• TEKS BACAAN:
================

Orang yang tidak memiliki ilmu tidak akan mengetahui bagaimana caranya
ikhlas dan bagaimana beribadah sesuai tuntunan Rasulullah shallallahu ‘alaihi wasallam.
Betapa banyak ahli ibadah yang terjerumus dalam bid’ah karena
berlebih-lebihan dalam beribadah dengan menambah atau mengurangi
ibadahnya padahal Rasulullah shallallahu ‘alaihi wasallam bersabda, yang artinya:
“Janganlah kamu sekalian mengada-adakan urusan-urusan yang baru
(dalam agama), karena sesungguhnya mengadakan hal yang baru adalah
bid’ah, dan setiap bid’ah adalah sesat.” (Hadits Riwayat Abu Daud, dan At-Tirmidzi, hadits hasan shahih)
Demikian pula dengan realita bahwa sebagian umat Islam banyak yang
terjerumus dalam kesyirikan. Apa yang menyebabkan terjadinya hal itu?

================

• TUGAS LATIHAN:
• a. Salin kembali bagian teks bacaan, mulai dari kata-kata "Betapa banyak ahli" dan berakhir setelah "hadits hasan shahih)". Ganti "ahli ibadah" dengan "hamba yang tekun beribadah".
• b. Ringkaslah teks bacaan tentang ilmu dan ibadah dalam dua kalimat.

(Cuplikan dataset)
================

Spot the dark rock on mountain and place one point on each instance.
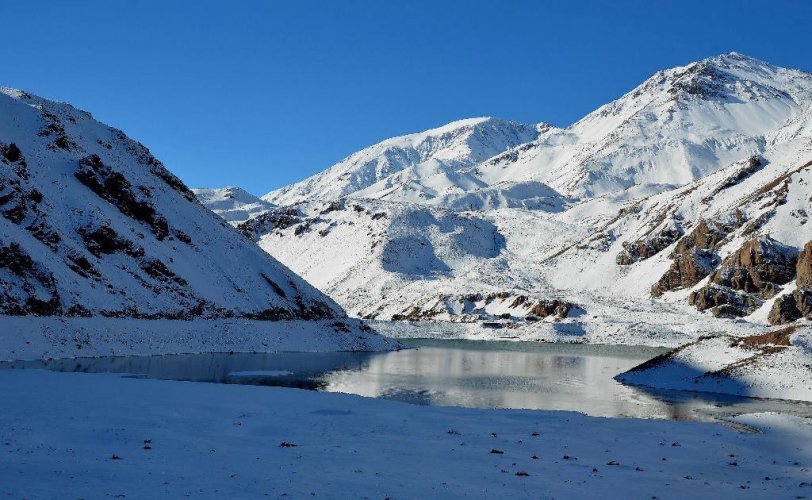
(803, 269)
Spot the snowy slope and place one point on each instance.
(416, 167)
(674, 128)
(233, 204)
(92, 224)
(718, 149)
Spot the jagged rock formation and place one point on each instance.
(693, 258)
(492, 306)
(646, 196)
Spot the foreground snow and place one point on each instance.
(78, 435)
(25, 337)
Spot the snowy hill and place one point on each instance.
(233, 204)
(655, 218)
(93, 225)
(416, 167)
(676, 127)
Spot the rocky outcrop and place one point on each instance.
(693, 258)
(803, 269)
(486, 307)
(723, 301)
(750, 275)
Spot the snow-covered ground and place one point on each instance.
(613, 227)
(97, 436)
(25, 337)
(777, 364)
(233, 204)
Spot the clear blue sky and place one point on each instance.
(263, 93)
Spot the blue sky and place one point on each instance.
(263, 93)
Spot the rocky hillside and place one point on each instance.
(668, 212)
(93, 225)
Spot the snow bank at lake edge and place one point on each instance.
(27, 337)
(776, 364)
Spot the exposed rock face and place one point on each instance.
(803, 270)
(477, 306)
(690, 266)
(645, 248)
(784, 311)
(758, 267)
(692, 258)
(749, 275)
(789, 308)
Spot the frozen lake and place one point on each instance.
(472, 374)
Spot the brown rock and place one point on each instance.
(803, 269)
(784, 311)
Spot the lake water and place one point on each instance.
(472, 374)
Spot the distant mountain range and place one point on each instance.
(91, 224)
(690, 192)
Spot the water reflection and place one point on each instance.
(451, 373)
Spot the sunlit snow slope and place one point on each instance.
(92, 224)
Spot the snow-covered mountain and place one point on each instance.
(674, 128)
(426, 167)
(232, 203)
(93, 225)
(690, 193)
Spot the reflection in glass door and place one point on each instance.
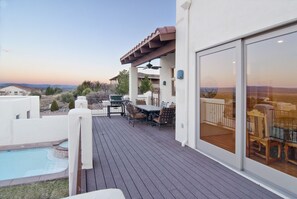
(272, 102)
(217, 98)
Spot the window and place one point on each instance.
(271, 65)
(217, 98)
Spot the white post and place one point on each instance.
(81, 102)
(79, 120)
(133, 84)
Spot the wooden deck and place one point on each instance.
(145, 162)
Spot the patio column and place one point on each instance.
(133, 83)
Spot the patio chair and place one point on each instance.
(258, 137)
(140, 102)
(134, 115)
(163, 104)
(166, 117)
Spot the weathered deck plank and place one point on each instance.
(145, 162)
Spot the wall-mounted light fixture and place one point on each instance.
(180, 74)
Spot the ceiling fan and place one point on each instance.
(149, 66)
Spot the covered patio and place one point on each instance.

================

• JAWABAN TIAP TUGAS:
• a.
Betapa banyak hamba yang tekun beribadah yang terjerumus dalam bid’ah karena
berlebih-lebihan dalam beribadah dengan menambah atau mengurangi
ibadahnya padahal Rasulullah shallallahu ‘alaihi wasallam bersabda, yang artinya:
“Janganlah kamu sekalian mengada-adakan urusan-urusan yang baru
(dalam agama), karena sesungguhnya mengadakan hal yang baru adalah
bid’ah, dan setiap bid’ah adalah sesat.” (Hadits Riwayat Abu Daud, dan At-Tirmidzi, hadits hasan shahih)

• b. Orang yang tidak berilmu tidak akan tahu cara ikhlas dan cara beribadah sesuai tuntunan Rasulullah shallallahu ‘alaihi wasallam, dan banyak ahli ibadah terjerumus dalam bid’ah karena menambah atau mengurangi ibadahnya. Padahal Rasulullah melarang mengada-adakan urusan baru dalam agama karena setiap bid’ah adalah sesat, dan sebagian umat Islam juga banyak yang terjerumus dalam kesyirikan.